Instruções: Reproduza, por favor, na íntegra e sem qualquer alteração o texto sobre a crise da habitação que aparece abaixo.

Texto fornecido:
^^^^

A crise do imobiliário 2.0

Uma das vantagens dos tempos modernos consiste na excelente capacidade de mobilização de percepções, através das tecnologias, rádios e demais mass media. Tudo hoje é uma crise: é o tempo, é a habitação, é a paciência e por aí fora. A única crise que falta é a crise de sermos todos bilionários.

A crise na habitação é a última novela mexicana que nos assola, porém, com alguma razão, porque de facto existe uma crise com a habitação. Claro existe alguma veracidade no assunto exposto, bem como existem bastantes inverdades também.

A primeira grande inverdade é a preocupação do governo em procurar soluções para o caso. Não existem soluções governamentais, a não ser que o governo construa bairros sociais, mas, para isso, é necessário capital, algo que também não existe, e espaço livre onde esse problema se situe.

^^^^

Dados apresentados:
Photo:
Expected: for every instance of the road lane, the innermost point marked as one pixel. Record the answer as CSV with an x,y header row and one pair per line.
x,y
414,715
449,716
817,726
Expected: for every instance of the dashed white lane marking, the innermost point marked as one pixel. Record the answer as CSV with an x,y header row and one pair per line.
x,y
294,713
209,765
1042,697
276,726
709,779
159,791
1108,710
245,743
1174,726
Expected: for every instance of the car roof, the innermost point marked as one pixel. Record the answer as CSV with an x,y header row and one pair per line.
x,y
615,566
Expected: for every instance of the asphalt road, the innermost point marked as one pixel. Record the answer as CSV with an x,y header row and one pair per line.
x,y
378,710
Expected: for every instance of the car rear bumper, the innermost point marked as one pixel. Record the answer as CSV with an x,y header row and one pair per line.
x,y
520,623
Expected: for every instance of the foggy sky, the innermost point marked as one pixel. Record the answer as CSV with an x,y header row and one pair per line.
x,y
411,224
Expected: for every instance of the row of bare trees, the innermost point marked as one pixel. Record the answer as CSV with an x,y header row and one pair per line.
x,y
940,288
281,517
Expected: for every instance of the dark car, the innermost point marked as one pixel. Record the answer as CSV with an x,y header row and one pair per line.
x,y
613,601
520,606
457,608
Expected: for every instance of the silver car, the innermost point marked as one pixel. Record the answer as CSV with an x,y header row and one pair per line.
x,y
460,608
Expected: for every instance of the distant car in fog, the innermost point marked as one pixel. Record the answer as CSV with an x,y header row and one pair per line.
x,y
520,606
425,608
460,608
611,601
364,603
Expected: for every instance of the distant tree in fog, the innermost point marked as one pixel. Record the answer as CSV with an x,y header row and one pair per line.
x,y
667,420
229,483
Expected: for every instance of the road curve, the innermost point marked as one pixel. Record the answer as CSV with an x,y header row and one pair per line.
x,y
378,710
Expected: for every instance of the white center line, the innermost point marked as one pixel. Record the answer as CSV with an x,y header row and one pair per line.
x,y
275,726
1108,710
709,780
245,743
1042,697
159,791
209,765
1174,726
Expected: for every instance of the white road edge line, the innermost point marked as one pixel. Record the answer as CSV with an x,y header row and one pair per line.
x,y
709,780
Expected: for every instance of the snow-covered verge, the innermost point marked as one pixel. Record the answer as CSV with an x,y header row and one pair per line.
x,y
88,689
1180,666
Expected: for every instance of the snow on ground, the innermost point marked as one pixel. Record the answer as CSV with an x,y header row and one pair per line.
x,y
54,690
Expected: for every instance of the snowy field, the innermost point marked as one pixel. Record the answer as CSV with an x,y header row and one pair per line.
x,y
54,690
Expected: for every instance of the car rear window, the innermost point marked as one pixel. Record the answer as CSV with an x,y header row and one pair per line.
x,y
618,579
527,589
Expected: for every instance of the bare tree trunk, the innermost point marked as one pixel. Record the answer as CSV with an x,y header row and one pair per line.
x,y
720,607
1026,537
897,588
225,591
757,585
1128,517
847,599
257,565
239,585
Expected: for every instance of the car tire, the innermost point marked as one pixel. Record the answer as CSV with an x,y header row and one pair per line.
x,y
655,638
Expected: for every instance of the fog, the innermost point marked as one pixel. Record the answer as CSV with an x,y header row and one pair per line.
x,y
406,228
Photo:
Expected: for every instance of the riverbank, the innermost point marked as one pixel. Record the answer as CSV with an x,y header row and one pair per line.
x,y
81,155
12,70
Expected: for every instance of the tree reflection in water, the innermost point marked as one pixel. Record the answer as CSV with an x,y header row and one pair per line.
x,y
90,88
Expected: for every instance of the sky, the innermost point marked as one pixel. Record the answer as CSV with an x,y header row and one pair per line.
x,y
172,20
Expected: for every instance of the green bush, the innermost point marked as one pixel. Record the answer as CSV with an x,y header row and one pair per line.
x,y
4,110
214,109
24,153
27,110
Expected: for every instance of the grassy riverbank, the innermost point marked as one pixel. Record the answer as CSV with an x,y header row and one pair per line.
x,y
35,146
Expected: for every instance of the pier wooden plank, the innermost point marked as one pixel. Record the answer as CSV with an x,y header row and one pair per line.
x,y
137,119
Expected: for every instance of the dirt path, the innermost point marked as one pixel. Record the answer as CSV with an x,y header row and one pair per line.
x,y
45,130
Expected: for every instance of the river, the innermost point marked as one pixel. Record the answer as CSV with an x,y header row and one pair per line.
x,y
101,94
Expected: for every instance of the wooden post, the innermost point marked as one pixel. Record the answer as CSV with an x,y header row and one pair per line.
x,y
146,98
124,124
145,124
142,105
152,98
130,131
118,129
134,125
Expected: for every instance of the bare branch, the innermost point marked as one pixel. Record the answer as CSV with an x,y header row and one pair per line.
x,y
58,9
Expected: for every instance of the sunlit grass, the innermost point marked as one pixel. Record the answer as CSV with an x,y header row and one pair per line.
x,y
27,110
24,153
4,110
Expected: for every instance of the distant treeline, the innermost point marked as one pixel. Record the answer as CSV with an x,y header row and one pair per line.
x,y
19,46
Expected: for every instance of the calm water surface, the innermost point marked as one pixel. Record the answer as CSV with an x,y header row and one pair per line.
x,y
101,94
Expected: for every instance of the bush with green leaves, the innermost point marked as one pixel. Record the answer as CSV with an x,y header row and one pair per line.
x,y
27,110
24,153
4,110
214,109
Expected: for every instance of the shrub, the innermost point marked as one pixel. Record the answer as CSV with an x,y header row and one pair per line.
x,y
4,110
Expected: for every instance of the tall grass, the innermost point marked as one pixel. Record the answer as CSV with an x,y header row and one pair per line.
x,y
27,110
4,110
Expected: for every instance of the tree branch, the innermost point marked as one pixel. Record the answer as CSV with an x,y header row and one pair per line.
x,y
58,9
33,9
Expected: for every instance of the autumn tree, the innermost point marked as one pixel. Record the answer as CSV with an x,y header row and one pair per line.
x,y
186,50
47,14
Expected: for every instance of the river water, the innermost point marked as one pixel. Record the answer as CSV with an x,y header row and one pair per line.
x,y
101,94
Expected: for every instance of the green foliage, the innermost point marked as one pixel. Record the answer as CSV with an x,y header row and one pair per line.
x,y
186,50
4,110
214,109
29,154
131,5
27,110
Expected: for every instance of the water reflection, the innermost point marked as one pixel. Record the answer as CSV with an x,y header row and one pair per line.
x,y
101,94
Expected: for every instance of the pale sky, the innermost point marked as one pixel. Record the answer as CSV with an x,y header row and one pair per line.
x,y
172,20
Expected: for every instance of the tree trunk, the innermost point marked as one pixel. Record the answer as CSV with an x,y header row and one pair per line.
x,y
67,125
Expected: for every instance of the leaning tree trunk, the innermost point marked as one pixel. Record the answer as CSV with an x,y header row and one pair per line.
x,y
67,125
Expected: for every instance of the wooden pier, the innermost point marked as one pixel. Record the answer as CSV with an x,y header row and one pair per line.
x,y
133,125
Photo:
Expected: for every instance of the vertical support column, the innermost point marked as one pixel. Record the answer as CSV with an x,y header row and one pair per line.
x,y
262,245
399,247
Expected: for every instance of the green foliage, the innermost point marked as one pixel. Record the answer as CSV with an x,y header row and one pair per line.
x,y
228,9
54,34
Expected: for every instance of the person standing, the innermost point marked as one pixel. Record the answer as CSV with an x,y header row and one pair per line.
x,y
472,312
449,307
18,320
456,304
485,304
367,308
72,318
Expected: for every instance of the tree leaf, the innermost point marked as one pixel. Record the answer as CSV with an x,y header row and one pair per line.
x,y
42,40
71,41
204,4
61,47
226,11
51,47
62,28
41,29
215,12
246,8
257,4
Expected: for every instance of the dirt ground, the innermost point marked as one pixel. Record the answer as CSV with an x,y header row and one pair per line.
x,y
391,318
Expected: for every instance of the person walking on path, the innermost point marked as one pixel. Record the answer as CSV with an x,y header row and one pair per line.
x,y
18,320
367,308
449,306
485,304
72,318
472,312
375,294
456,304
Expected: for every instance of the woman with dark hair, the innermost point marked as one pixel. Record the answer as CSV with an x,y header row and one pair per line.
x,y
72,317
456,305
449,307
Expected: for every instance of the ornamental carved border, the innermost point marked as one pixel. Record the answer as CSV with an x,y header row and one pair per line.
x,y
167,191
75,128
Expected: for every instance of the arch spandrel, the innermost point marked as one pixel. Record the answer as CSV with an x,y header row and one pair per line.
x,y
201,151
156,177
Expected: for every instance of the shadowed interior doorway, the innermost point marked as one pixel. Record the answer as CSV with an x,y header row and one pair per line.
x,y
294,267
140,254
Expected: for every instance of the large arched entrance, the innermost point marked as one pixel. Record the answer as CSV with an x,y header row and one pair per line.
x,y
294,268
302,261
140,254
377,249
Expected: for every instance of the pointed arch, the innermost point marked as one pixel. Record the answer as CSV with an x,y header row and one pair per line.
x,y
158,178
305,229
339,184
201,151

^^^^

Resposta:
A crise do imobiliário 2.0

Uma das vantagens dos tempos modernos consiste na excelente capacidade de mobilização de percepções, através das tecnologias, rádios e demais mass media. Tudo hoje é uma crise: é o tempo, é a habitação, é a paciência e por aí fora. A única crise que falta é a crise de sermos todos bilionários.

A crise na habitação é a última novela mexicana que nos assola, porém, com alguma razão, porque de facto existe uma crise com a habitação. Claro existe alguma veracidade no assunto exposto, bem como existem bastantes inverdades também.

A primeira grande inverdade é a preocupação do governo em procurar soluções para o caso. Não existem soluções governamentais, a não ser que o governo construa bairros sociais, mas, para isso, é necessário capital, algo que também não existe, e espaço livre onde esse problema se situe.